- **The problem**
The whole listing needs to be restated word for word.
[[ Exercise inputs open ]]
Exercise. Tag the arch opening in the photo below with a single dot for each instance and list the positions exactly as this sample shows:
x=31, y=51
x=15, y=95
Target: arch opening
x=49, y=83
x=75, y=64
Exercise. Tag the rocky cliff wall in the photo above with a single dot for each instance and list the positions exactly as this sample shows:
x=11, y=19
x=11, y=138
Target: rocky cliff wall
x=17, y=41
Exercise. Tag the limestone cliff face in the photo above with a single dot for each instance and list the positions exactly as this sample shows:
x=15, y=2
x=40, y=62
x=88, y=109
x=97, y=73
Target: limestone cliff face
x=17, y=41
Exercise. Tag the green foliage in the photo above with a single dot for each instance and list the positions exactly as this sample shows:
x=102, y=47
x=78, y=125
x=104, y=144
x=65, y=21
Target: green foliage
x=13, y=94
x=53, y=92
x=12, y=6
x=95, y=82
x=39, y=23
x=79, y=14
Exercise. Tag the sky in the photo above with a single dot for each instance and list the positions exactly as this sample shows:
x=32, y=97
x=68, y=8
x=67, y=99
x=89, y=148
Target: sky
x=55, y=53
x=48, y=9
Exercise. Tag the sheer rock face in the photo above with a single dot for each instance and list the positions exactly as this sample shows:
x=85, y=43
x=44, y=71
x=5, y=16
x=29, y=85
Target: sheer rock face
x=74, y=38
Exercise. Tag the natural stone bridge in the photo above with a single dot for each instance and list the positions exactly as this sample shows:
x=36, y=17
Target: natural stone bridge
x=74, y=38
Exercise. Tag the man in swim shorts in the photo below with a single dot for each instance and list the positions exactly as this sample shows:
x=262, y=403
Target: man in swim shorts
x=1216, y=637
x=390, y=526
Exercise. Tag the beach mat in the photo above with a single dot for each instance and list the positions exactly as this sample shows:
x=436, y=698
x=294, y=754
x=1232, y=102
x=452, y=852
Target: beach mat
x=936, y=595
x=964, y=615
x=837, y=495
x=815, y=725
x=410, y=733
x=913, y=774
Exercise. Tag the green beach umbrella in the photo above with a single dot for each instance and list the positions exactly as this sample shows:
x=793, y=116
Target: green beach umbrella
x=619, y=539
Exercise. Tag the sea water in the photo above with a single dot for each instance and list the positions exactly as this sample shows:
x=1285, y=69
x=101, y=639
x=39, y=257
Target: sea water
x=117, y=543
[[ Exercise inputs closed ]]
- **Task result**
Exercise. Tag the arch opening in the photo below with a single dot for each instance and list the positions exactly as this sample shows:
x=31, y=51
x=15, y=95
Target: arch opening
x=49, y=83
x=75, y=64
Exercise. Tag the rocky cliff wall in the photo above with a single dot for each instance and list the positions exactly as this sample shows:
x=11, y=19
x=11, y=138
Target: rocky cliff wall
x=17, y=41
Exercise. Tag the limestone cliff face in the photo above with a single dot for each instance and list the positions exactly as this sample shows:
x=15, y=2
x=40, y=62
x=88, y=109
x=97, y=73
Target: limestone cliff face
x=17, y=41
Exercise. Tag the green foliage in the photo above with a single dot for each instance and list the positions exactly as this sample shows:
x=102, y=47
x=78, y=125
x=104, y=144
x=65, y=21
Target: green foliage
x=13, y=94
x=53, y=92
x=12, y=6
x=95, y=82
x=39, y=23
x=79, y=14
Exercise. Tag the sky in the photo above with a single dot for each instance and list the positions exactly as this sample shows:
x=32, y=97
x=68, y=8
x=67, y=99
x=89, y=148
Target: sky
x=55, y=53
x=48, y=9
Exercise. Tag the sheer rock face in the photo above with a single dot for each instance and list the positions exactly as this sample shows:
x=85, y=43
x=44, y=71
x=5, y=16
x=29, y=85
Target: sheer rock face
x=74, y=38
Exercise. Tag the natural stone bridge in the photo above with a single dot for each instance and list the positions exactly as this sample shows:
x=36, y=17
Target: natural stone bridge
x=74, y=38
Exercise. Tag the man in swim shorts in the photo below with a single dot for each instance and list the positions exactly as this sample shows:
x=262, y=403
Target: man in swim shorts
x=1216, y=637
x=390, y=526
Exercise. Tag the beach mat in the photo above with a single dot for each instance and list the positions exactly as this sample shows:
x=436, y=698
x=294, y=754
x=1232, y=102
x=452, y=852
Target: beach mat
x=936, y=595
x=964, y=615
x=837, y=495
x=815, y=725
x=410, y=733
x=913, y=774
Exercise. Tag the green beach umbrella in the photo above with a single dot for each instance and list the positions exactly as this sample shows:
x=793, y=116
Target: green beach umbrella
x=619, y=539
Exercise. Tag the sea water in the photo above with a single dot for each instance and list the positions exactly as this sample shows:
x=1285, y=69
x=101, y=639
x=39, y=257
Target: sea water
x=117, y=543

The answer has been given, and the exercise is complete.